Daftar Tugas:
**a)** Dari teks tentang Saracen di bawah, sebutkan semua tempat penangkapan anggota kelompok itu beserta inisial orang yang ditangkap di sana.
**b)** Salin sama persis bagian teks tentang Saracen di bawah, dari "Dalam melakukan aksinya, ketiga" sampai "SRN koordinator wilayah.".
*** Teks yang Diberikan ***
SATUAN Tugas Patroli Direktorat Siber Bareskrim Polri baru saja menangkap tiga orang yang tergabung dalam sindikat penyebar ujaran kebencian bernama Saracen. Kelompok ini memanfaatkan kemajuan teknologi media sosial untuk menyebarkan hate speech yang bermuatan suku, agama, ras, dan antargolongan (SARA) maupun hoax. Terungkap, tindakan ini merupakan bisnis haram mereka yang berlandaskan ekonomi, namun ada yang menyebutnya berasal dari pesanan bermuatan politik.
Dalam melakukan aksinya, ketiga pelaku membuat grup-grup di Facebook atau media sosial lain. Saracen diketahui beranggotakan JAS (32) yang ditangkap di Pekanbaru, Riau; SRN (32) diamankan di Cianjur, Jawa Barat; dan MFT diciduk di Koja, Jakarta Utara. Saracen memiliki struktur layaknya organisasi, sebagaimana tercantum di website Saracennews.com, dan telah beraksi sejak November 2015. JAS berperan sebagai ketua kelompok, MFT ketua bidang informasi, dan SRN koordinator wilayah.
Ketiganya merekrut anggota melalui daya tarik berbagai unggahan yang bersifat provokatif menggunakan isu SARA sesuai perkembangan tren medsos. Mereka pun dengan mudah menggiring opini masyarakat sesuai keinginannya. Saracen pandai mengikuti isu nasional hingga daerah, kemudian mengunggahannya berupa kata-kata, narasi, serta meme yang tampilannya mengarahkan opini pembaca untuk berpandangan negatif terhadap kelompok masyarakat lain.
*** Data yang Diberikan ***
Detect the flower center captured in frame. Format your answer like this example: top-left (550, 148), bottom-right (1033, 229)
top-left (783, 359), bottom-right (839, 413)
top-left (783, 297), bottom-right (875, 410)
***
Kumpulan Jawaban:
**a)**
- Pekanbaru, Riau: JAS
- Cianjur, Jawa Barat: SRN
- Koja, Jakarta Utara: MFT

**b)**
Dalam melakukan aksinya, ketiga pelaku membuat grup-grup di Facebook atau media sosial lain. Saracen diketahui beranggotakan JAS (32) yang ditangkap di Pekanbaru, Riau; SRN (32) diamankan di Cianjur, Jawa Barat; dan MFT diciduk di Koja, Jakarta Utara. Saracen memiliki struktur layaknya organisasi, sebagaimana tercantum di website Saracennews.com, dan telah beraksi sejak November 2015. JAS berperan sebagai ketua kelompok, MFT ketua bidang informasi, dan SRN koordinator wilayah.